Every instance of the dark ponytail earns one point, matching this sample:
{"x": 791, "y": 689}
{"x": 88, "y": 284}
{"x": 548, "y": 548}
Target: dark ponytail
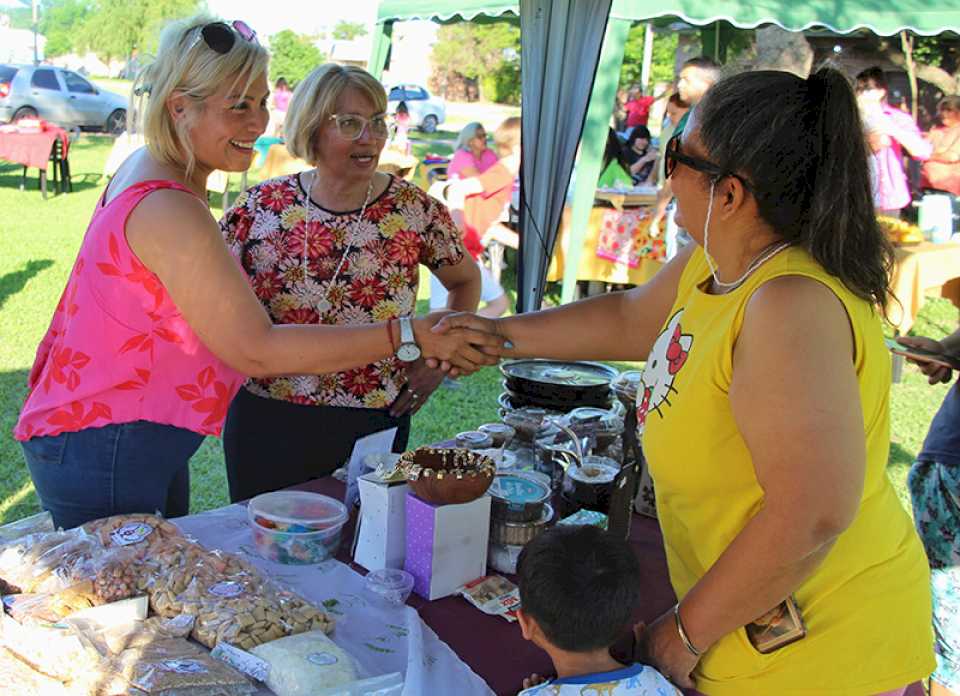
{"x": 800, "y": 143}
────────
WORK INSTRUCTIONS:
Express every line of the entries above as a Markdown table with the columns Row and Line, numbering each row and omitting blank lines. Leave the pictures out of the table.

THE OUTPUT:
| Row | Line |
|---|---|
| 1 | Every instance of the dark ponytail earns one point, matching this sample: |
| 2 | {"x": 791, "y": 689} |
| 3 | {"x": 88, "y": 284} |
| 4 | {"x": 548, "y": 548} |
| 5 | Target: dark ponytail |
| 6 | {"x": 800, "y": 143} |